- _DIRECTIONS_:
1. What is the title of the study named in the NASA EPSCoR grant article?
2. Repeat the NASA EPSCoR grant article from the words "This is the" through the words "according to NASA.", switching "assistant professors" to "associate professors".

Professors earn NASA EPSCoR grant to research impact of microgravity on self-folding polymer sheets

Published: Jan 25, 2023 7:00 AM

By Joe McAdory

Self-folding polymer sheets may enable lightweight mechanical actuators used to open and close antennas, deploy solar arrays or unfurl solar sails in space. However, this poses many questions on the behavior of these smart materials in space environments. For example, how does microgravity impact the self-folding dynamics of shape memory polymer sheets?

This is the question Russell Mailen and Davide Guzzetti, assistant professors in aerospace engineering, are determined to answer in their recently awarded NASA Established Program to Stimulate Competitive Research (EPSCoR) Suborbital study, “Activation of Self-Folding Origami in Microgravity Environment.”

EPSCoR grants enable recipients to conduct research aimed at developing long-term, competitive capabilities in aerospace, according to NASA.

“Receiving this NASA EPSCoR grant reflects years of hard work and a continuous and growing collaboration between myself and Dr. Guzzetti,” Mailen said. “The EPSCoR grant represents an investment in the research capabilities of Auburn University and our laboratories. In addition, the grant provides us an opportunity to advance the field of shape memory polymer actuators for deployment of space structures.”

Records from a collection
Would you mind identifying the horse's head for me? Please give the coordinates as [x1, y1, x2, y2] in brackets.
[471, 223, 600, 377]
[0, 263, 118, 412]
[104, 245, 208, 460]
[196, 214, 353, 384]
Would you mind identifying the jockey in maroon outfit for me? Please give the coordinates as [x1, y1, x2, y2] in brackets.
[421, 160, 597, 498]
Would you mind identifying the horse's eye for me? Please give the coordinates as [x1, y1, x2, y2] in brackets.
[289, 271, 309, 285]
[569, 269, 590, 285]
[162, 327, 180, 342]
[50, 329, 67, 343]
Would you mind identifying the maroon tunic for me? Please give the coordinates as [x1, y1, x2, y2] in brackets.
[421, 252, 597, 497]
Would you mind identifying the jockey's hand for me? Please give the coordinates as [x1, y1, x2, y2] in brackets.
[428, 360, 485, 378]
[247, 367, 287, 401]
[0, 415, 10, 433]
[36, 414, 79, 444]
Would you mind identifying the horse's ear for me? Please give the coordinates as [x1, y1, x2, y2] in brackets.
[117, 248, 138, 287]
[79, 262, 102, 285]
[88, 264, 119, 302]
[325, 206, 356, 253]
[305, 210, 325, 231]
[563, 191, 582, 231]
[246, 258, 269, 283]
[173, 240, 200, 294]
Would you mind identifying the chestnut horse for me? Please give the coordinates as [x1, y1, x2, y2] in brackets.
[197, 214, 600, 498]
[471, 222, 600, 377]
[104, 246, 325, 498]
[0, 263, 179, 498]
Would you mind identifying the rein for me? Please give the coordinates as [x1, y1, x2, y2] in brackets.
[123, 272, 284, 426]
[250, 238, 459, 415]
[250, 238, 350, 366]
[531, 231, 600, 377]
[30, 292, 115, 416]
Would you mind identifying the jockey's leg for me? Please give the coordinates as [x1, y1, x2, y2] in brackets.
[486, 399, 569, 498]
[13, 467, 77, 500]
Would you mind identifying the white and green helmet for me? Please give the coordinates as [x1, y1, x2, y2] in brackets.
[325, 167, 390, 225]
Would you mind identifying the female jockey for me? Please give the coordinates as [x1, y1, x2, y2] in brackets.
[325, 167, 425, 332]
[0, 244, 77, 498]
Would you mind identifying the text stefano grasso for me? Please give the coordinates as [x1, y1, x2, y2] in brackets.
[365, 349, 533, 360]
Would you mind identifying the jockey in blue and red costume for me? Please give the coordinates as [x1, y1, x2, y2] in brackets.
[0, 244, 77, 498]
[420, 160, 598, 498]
==
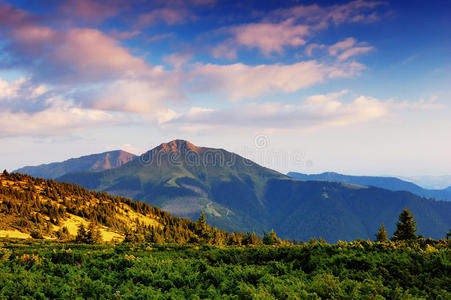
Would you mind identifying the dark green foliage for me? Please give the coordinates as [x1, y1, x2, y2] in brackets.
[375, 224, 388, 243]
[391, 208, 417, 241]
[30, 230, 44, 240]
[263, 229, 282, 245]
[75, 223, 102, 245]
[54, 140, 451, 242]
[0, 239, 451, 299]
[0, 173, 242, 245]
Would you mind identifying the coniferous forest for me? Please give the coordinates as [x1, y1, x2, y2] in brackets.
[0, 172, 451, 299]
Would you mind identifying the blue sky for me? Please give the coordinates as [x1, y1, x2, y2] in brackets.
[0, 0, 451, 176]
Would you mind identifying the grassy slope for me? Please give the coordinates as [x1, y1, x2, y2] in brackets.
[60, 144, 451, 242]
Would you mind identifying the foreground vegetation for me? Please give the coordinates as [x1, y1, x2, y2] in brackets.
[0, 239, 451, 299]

- _RESPONSES PER TASK_:
1. “Activation of Self-Folding Origami in Microgravity Environment.”

2.
This is the question Russell Mailen and Davide Guzzetti, associate professors in aerospace engineering, are determined to answer in their recently awarded NASA Established Program to Stimulate Competitive Research (EPSCoR) Suborbital study, “Activation of Self-Folding Origami in Microgravity Environment.”

EPSCoR grants enable recipients to conduct research aimed at developing long-term, competitive capabilities in aerospace, according to NASA.